Reproduce the items below word for word, leaving out the pictures.

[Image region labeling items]
.....

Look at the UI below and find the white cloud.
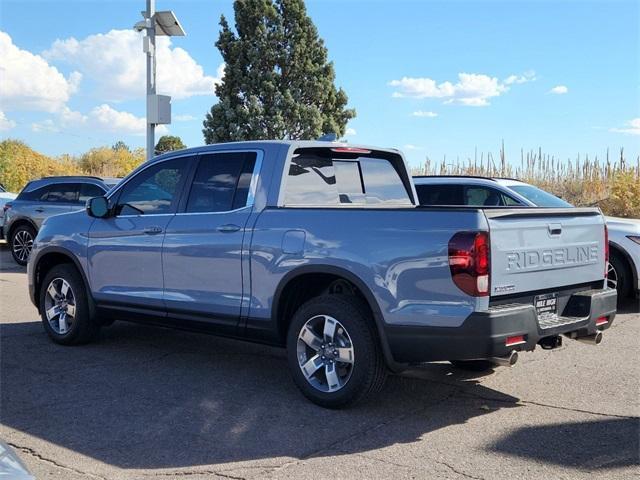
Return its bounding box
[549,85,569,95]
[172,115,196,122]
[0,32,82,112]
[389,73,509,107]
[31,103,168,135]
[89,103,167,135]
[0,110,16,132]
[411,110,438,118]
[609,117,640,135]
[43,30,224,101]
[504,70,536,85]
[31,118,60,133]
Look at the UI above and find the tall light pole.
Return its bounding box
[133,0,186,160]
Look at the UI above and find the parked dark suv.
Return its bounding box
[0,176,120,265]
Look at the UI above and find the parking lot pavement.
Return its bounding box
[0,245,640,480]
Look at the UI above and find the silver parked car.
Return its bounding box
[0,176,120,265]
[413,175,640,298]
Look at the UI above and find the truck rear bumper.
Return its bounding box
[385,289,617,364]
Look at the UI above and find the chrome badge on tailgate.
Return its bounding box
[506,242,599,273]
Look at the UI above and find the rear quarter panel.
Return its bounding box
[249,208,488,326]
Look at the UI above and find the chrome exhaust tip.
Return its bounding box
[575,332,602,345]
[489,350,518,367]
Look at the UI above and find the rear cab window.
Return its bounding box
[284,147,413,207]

.....

__REPLY TO THE EXERCISE__
Look at the UI below and find the white cloud.
Return its bounding box
[549,85,569,95]
[172,115,196,122]
[0,32,82,112]
[389,73,509,107]
[31,103,168,135]
[89,103,167,135]
[0,110,16,132]
[411,110,438,118]
[609,117,640,135]
[43,30,224,101]
[504,70,536,85]
[31,118,60,133]
Look at the UI above and find the tall light pole.
Return its bounding box
[133,0,186,160]
Look at the UI above and find the parked dark suv.
Return its bounding box
[0,176,120,265]
Look at the UI above and find the parking lot pavement.
Return its bounding box
[0,245,640,480]
Look at the UI above and find the silver parked car.
Return its bounding box
[0,176,120,265]
[413,175,640,298]
Look at the UI above and find the truck rear bumper.
Return its bounding box
[385,289,617,364]
Look at the UI above and find the chrome badge on tailgate.
Return its bounding box
[506,242,599,273]
Look at the UI above and find the rear quarter panel.
Return its bounding box
[249,208,488,326]
Look at the UI above and find the chrome exhaust tip.
Return its bounding box
[575,332,602,345]
[489,350,518,367]
Look at the UI above and find the rear cab window.
Return its bounding box
[284,147,413,207]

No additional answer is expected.